### TEXT:
Now that the national guidance has been finalised, will the new accessibility planning approaches deliver practical change on the ground?
The need for a new approach to accessibility planning has its roots in the basic administrative failure that nobody has been responsible for accessibility. Cross-sector delivery has therefore been too difficult, with no legislative, funding and administrative cultures to help practitioners overcome the inevitable obstacles delivering joint schemes.
Accessibility planning seeks to overcome this by making transport planners responsible, but the rate and effectiveness of progress is determined by several important factors.
Firstly, although, in the long term, accessibility planning should be able to draw largely from funding in different sectors, in the short term, to foster the new partnership culture, new funding needs to be made available specifically for multi-sector initiatives.
Secondly, it is not yet clear that all transport authorities appreciate their major new responsibilities. Being accountable for accessibility necessitates much more robust engagement with decision making in other sectors. Giving transport professionals new ‘rights’ to influence things such as hospital and college re-location decisions is matched with ‘responsibilities’ to ensure that accessibility change is managed effectively.
Thirdly, audits of performance need to measure what is valued locally. The early criticism of the national accessibility indicators in the draft guidance has demonstrated a widespread view that these national indicators could be the primary measures for auditing local progress. This was certainly not the intention when the guidance was drafted and the final version makes this clearer. Indeed non-modelled issues such as safety, comfort, cost, information and reliability may be more important local barriers to accessibility than travel time. Although it will be important to measure progress against the national indicators, success with accessibility planning should be largely based on the effectiveness in meeting specified local aims. Funding decisions by the DfT on this basis will be a powerful motivator for local action.
Fourthly, wider transport appraisal and investment decisions for all modes need to be closely related to the accessibility plan. It is increasingly unacceptable not to know who is affected by transport changes and whether the opportunity gaps between rich and poor are being closed or widened.
Also, in land use planning, requiring developers to demonstrate consistency with local accessibility planning objectives should ensure that long established but often ineffective accessibility policy principles translate into planning decisions.
Finally, best value audits need to demonstrate that the efficiency is not just within a single sector but involves effective joint delivery. The SEU identified that integrating socially necessary services for patient transport, social work transport, community transport and public transport was a particular priority, so this might be a good place for the best value auditors to start.

### REQUIRED WORK:
Answer these questions from the text on accessibility planning.
(a) What basic administrative failure does the text give as the root of the need for a new approach to accessibility planning?
(b) Which non-modelled issues does the text say may be more important local barriers to accessibility than travel time?
(c) Which services did the SEU identify as a particular priority to integrate?

### ENTRIES PROVIDED:

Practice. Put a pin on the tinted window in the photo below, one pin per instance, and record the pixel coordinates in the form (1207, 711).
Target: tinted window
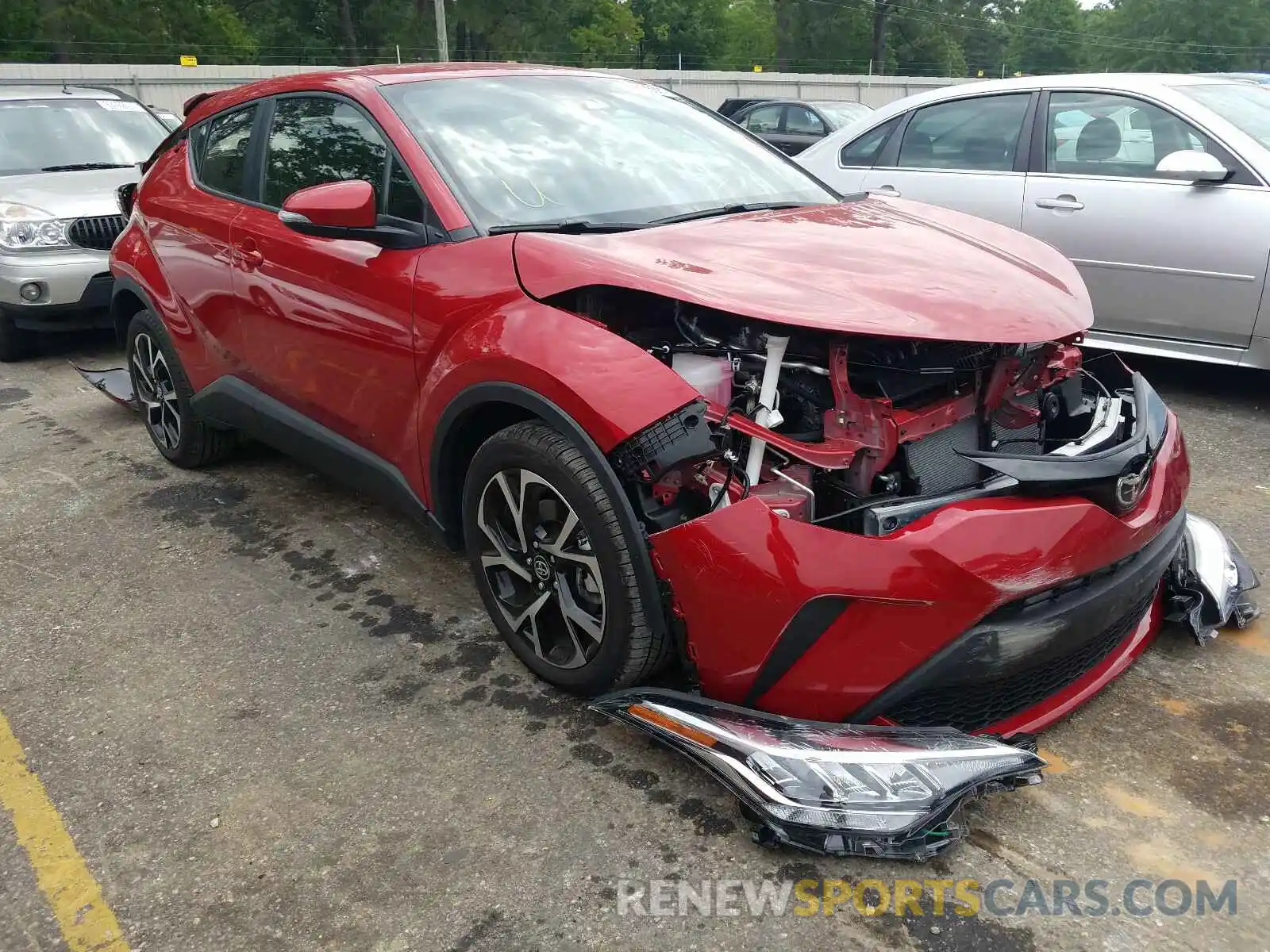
(220, 152)
(319, 140)
(863, 154)
(802, 121)
(765, 118)
(48, 133)
(1096, 133)
(543, 149)
(978, 135)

### WRITTEN RESPONSE:
(a) Nobody has been responsible for accessibility.
(b) Safety, comfort, cost, information and reliability.
(c) Patient transport, social work transport, community transport and public transport.